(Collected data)
# # #

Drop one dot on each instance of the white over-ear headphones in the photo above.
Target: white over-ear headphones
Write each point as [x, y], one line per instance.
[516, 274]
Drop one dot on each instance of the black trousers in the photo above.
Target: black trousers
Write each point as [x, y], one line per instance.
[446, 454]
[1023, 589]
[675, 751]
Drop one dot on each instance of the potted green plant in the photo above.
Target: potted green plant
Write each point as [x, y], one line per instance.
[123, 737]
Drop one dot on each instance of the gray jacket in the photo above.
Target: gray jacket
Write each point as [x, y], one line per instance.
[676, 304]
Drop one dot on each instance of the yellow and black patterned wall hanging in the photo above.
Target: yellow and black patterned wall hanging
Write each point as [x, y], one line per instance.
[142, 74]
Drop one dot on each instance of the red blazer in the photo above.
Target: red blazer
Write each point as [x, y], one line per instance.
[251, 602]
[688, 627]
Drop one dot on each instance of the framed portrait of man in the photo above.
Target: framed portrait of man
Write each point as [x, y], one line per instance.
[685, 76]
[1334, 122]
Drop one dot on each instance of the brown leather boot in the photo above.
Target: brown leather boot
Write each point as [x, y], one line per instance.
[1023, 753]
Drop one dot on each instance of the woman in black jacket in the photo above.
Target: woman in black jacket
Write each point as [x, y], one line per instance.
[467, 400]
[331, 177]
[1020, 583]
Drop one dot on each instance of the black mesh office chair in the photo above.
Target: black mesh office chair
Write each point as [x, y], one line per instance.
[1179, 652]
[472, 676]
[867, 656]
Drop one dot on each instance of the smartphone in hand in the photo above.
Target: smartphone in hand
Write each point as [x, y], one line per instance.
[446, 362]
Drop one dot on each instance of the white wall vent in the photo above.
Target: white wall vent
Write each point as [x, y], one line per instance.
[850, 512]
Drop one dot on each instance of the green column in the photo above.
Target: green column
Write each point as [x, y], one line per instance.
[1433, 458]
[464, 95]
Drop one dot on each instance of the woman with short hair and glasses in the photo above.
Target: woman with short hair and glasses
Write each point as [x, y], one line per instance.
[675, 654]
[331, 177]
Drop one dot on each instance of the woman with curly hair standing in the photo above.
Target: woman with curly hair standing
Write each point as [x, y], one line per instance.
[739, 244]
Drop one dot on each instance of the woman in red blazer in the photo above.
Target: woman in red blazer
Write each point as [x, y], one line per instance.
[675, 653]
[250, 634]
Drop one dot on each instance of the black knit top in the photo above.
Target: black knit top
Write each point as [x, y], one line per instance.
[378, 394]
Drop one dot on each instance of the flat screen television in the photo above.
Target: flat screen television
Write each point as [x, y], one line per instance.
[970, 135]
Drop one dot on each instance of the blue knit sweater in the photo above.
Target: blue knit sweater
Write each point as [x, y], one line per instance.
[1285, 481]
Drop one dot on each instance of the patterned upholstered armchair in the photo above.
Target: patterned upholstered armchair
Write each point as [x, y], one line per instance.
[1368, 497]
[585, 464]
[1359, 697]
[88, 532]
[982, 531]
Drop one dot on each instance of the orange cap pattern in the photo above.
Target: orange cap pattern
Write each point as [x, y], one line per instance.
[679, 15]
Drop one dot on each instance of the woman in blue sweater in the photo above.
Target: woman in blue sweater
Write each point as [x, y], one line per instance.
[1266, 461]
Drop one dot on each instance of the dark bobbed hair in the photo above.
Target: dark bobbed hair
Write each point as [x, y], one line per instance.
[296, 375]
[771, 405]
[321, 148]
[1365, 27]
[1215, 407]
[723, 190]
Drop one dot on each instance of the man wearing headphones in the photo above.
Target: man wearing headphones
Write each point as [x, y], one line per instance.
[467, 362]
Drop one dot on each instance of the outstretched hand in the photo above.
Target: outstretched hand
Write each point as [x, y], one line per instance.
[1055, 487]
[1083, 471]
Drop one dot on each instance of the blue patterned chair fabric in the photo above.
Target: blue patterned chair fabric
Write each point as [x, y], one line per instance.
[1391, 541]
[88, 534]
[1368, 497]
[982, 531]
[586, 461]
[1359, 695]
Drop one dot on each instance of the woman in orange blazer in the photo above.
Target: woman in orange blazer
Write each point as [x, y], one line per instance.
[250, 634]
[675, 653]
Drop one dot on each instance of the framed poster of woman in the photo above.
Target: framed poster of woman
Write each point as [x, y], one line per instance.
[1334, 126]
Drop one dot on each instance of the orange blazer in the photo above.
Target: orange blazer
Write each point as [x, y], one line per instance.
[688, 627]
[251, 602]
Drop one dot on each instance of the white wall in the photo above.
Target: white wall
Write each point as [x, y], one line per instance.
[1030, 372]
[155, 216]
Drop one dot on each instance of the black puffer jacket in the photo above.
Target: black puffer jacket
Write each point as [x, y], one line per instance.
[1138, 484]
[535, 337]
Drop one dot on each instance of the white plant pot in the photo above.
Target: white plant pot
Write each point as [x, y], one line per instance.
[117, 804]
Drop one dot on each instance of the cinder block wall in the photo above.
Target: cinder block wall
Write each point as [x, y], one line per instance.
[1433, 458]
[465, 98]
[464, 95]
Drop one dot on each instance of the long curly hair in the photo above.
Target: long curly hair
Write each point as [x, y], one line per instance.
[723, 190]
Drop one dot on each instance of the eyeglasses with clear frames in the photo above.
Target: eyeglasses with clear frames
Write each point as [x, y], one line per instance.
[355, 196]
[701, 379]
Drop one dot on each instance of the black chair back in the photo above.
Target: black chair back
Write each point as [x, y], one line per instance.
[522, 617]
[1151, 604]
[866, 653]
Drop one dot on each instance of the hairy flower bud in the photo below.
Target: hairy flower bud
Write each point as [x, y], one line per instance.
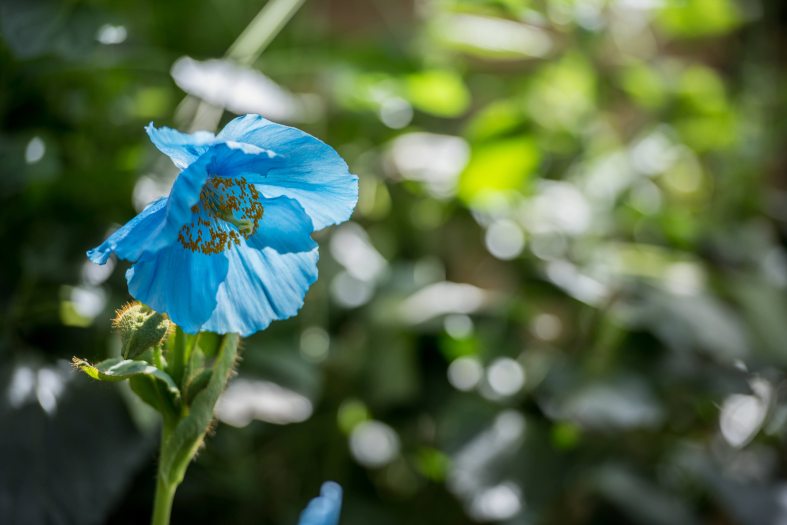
[140, 328]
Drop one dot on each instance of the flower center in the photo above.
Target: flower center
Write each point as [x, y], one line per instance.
[228, 208]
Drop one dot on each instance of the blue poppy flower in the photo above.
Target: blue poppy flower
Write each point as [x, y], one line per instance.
[325, 509]
[230, 248]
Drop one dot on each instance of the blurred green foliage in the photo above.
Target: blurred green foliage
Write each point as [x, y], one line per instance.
[562, 300]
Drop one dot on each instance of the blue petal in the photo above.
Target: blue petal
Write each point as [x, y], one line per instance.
[180, 283]
[131, 240]
[261, 286]
[325, 509]
[182, 197]
[182, 148]
[285, 227]
[303, 168]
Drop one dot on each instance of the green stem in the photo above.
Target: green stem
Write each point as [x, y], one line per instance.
[182, 436]
[165, 493]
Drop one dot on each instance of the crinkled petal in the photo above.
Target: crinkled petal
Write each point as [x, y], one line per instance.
[325, 509]
[182, 148]
[261, 286]
[183, 196]
[130, 240]
[285, 227]
[302, 167]
[180, 283]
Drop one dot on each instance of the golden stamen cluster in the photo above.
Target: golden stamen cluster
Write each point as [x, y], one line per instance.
[232, 200]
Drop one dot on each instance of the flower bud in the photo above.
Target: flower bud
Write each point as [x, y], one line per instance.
[140, 328]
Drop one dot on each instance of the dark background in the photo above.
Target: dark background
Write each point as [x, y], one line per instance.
[607, 178]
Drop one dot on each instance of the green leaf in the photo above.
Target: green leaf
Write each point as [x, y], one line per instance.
[498, 167]
[118, 369]
[441, 93]
[181, 444]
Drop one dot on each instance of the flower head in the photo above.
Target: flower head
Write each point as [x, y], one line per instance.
[230, 248]
[324, 509]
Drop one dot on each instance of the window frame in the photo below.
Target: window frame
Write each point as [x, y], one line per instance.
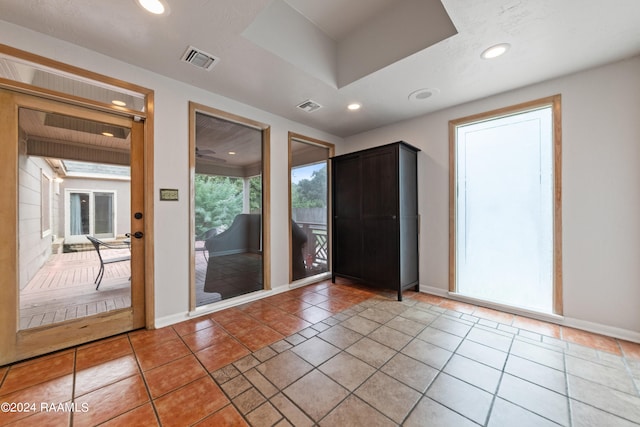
[555, 103]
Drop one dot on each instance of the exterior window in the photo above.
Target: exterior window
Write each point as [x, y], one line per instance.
[90, 213]
[506, 220]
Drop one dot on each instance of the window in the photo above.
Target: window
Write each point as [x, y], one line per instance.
[309, 204]
[229, 159]
[505, 180]
[89, 213]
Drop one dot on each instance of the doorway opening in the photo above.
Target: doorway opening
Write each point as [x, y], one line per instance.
[505, 187]
[228, 158]
[308, 207]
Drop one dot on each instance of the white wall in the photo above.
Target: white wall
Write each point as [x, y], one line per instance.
[171, 221]
[600, 190]
[35, 248]
[122, 201]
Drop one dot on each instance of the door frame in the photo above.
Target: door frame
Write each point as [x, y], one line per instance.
[265, 130]
[555, 103]
[141, 123]
[331, 148]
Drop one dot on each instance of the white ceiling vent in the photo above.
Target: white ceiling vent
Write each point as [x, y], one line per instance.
[309, 106]
[199, 58]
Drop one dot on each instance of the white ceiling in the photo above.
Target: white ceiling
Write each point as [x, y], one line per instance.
[549, 38]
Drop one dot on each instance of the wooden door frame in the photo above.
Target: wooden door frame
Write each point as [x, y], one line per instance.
[265, 129]
[143, 165]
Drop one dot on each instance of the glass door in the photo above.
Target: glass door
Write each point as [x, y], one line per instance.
[506, 223]
[308, 206]
[229, 159]
[64, 288]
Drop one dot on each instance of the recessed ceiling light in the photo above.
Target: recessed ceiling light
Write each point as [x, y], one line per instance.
[157, 7]
[422, 94]
[495, 51]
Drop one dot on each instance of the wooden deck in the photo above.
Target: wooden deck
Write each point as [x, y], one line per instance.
[63, 288]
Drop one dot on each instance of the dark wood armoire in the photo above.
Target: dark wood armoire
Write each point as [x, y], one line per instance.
[375, 217]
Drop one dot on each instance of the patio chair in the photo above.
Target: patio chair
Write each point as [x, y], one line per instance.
[97, 243]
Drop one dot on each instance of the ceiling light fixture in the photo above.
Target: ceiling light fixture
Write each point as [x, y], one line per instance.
[157, 7]
[495, 51]
[422, 94]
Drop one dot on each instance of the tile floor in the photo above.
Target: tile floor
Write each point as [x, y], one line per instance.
[335, 355]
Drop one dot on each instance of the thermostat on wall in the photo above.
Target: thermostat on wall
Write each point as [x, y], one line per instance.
[168, 194]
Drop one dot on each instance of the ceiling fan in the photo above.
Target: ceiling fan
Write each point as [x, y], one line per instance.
[208, 155]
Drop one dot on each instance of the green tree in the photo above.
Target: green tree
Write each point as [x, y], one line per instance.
[310, 193]
[255, 194]
[218, 199]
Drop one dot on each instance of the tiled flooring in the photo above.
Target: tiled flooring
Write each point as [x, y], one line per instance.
[337, 355]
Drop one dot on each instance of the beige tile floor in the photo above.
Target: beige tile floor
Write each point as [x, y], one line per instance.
[337, 355]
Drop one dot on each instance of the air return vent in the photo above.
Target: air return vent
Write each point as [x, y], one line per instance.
[199, 58]
[309, 106]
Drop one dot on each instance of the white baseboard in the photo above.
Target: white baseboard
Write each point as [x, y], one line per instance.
[597, 328]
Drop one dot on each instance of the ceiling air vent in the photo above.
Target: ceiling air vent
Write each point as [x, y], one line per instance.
[309, 106]
[199, 58]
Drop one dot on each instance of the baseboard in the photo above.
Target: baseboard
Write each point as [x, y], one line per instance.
[596, 328]
[162, 322]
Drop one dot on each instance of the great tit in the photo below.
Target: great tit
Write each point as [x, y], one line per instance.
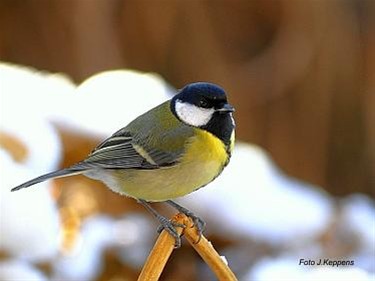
[172, 150]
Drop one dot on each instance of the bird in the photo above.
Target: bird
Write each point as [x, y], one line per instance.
[173, 149]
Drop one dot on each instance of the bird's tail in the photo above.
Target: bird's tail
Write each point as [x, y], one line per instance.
[56, 174]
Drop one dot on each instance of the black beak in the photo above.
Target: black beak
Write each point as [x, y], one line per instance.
[226, 108]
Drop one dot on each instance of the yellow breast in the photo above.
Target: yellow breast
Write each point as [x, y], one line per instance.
[204, 159]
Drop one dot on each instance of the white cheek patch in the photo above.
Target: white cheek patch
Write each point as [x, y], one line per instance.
[192, 114]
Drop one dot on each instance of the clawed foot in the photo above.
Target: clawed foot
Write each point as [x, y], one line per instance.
[170, 227]
[197, 221]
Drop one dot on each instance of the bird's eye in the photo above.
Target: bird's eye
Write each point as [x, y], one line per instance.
[203, 103]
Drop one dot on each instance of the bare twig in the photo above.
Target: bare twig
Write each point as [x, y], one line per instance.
[164, 246]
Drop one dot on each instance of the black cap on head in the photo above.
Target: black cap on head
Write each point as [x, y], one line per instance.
[203, 94]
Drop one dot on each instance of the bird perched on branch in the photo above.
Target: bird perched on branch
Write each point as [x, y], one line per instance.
[170, 151]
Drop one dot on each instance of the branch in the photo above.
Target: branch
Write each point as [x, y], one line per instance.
[164, 246]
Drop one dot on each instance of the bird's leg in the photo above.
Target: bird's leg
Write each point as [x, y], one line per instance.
[165, 223]
[198, 222]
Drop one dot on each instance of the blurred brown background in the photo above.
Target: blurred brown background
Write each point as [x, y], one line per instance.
[300, 73]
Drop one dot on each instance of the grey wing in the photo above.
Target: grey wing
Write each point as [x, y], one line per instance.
[123, 151]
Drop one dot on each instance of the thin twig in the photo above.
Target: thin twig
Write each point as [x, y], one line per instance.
[164, 246]
[205, 249]
[160, 254]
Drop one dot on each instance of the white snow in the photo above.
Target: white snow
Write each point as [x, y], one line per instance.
[16, 270]
[253, 197]
[29, 223]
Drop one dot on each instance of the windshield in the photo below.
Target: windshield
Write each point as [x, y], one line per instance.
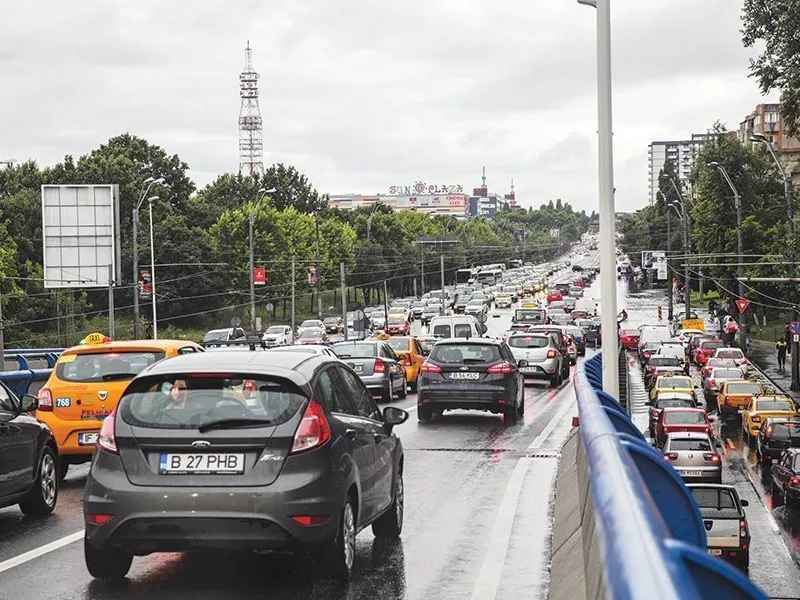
[102, 366]
[528, 341]
[684, 418]
[775, 405]
[348, 350]
[744, 388]
[465, 353]
[188, 401]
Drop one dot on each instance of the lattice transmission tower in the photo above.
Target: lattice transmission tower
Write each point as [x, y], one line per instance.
[251, 148]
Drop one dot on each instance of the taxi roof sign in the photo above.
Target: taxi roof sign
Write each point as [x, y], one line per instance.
[94, 339]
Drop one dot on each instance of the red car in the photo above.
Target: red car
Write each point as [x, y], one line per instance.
[675, 420]
[629, 338]
[397, 326]
[705, 350]
[554, 296]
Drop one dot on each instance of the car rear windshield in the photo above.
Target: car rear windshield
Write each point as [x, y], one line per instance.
[465, 353]
[684, 418]
[713, 498]
[348, 350]
[189, 401]
[675, 383]
[726, 373]
[744, 388]
[782, 405]
[104, 366]
[701, 445]
[528, 341]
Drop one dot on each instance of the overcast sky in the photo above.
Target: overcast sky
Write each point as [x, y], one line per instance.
[361, 95]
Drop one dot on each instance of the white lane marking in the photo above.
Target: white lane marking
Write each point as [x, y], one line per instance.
[540, 439]
[40, 551]
[495, 559]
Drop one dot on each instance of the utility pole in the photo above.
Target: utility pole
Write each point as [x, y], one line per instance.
[294, 287]
[319, 270]
[111, 325]
[344, 298]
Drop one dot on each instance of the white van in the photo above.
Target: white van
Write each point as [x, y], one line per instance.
[455, 326]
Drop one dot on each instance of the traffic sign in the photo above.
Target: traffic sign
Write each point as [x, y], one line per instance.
[742, 304]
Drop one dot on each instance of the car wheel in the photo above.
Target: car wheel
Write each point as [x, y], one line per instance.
[338, 556]
[403, 389]
[388, 394]
[43, 496]
[424, 414]
[106, 563]
[390, 524]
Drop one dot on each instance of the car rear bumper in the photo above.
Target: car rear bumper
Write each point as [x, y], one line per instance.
[173, 519]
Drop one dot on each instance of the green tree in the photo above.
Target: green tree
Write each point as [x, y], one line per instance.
[774, 23]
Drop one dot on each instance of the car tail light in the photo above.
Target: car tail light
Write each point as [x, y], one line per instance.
[313, 430]
[309, 520]
[97, 519]
[106, 440]
[502, 368]
[45, 399]
[430, 368]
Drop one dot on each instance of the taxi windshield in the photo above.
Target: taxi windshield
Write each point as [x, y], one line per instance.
[104, 366]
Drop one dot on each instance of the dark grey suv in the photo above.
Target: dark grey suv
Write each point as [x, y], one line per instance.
[243, 450]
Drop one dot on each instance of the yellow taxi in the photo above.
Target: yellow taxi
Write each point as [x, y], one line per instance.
[761, 407]
[673, 384]
[409, 351]
[86, 384]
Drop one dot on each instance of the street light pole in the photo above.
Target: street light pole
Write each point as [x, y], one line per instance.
[737, 200]
[605, 150]
[146, 185]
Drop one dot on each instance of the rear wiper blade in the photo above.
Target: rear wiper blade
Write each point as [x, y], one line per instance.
[232, 424]
[113, 376]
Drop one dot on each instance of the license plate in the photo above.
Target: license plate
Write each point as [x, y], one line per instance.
[87, 439]
[201, 464]
[467, 375]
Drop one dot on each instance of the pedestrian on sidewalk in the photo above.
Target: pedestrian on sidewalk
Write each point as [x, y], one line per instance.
[781, 346]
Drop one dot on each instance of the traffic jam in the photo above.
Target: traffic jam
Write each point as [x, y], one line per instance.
[146, 459]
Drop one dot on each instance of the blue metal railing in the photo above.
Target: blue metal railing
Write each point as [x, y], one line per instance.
[650, 530]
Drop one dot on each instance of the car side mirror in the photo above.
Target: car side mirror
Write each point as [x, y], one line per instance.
[394, 416]
[28, 403]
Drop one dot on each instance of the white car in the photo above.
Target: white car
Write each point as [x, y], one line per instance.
[278, 335]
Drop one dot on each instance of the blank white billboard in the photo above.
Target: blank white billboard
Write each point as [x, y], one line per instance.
[80, 227]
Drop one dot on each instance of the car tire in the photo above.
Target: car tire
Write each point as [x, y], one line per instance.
[44, 495]
[106, 563]
[337, 557]
[390, 524]
[403, 389]
[424, 414]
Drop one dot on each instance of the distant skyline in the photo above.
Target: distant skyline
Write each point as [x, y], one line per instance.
[360, 96]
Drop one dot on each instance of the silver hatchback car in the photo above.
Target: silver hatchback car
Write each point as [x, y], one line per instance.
[694, 456]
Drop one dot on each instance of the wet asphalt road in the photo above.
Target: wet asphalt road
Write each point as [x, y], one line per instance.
[775, 545]
[477, 524]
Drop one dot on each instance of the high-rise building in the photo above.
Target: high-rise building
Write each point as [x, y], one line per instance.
[682, 153]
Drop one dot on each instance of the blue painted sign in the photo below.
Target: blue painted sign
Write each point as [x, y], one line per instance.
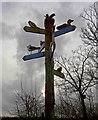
[64, 30]
[33, 56]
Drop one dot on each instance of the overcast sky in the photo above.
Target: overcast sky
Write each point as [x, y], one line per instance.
[14, 41]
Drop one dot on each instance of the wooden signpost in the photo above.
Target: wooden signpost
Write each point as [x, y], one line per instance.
[49, 42]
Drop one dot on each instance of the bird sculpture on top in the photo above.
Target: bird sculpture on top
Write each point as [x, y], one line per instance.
[65, 24]
[32, 24]
[59, 69]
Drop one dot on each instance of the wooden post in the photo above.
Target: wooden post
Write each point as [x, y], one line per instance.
[49, 68]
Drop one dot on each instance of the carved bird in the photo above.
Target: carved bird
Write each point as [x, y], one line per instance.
[32, 48]
[59, 69]
[32, 24]
[65, 24]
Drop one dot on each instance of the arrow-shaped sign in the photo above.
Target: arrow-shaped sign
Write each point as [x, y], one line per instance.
[64, 30]
[42, 46]
[33, 56]
[59, 74]
[34, 30]
[56, 33]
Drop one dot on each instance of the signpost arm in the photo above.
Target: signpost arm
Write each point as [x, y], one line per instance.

# # #

# WHAT YOU WILL DO:
Output the lines of the records from the one containing "Drop one dot on each instance of the man" through the one containing "[1083, 471]" as a JSON list of strings, one string per line, with blank lines left out.

# SOLUTION FOR THIS PROBLEM:
[
  "Drop one dot on each instance of the man wearing headphones in the photo above.",
  "Target: man wearing headphones",
  "Write each point as [x, y], one line per instance.",
  "[467, 362]",
  "Drop one dot on each instance of the outstretched hand in the photo above.",
  "Target: outstretched hand",
  "Write each point as [x, y], one line per instance.",
  "[1055, 487]",
  "[1083, 471]"
]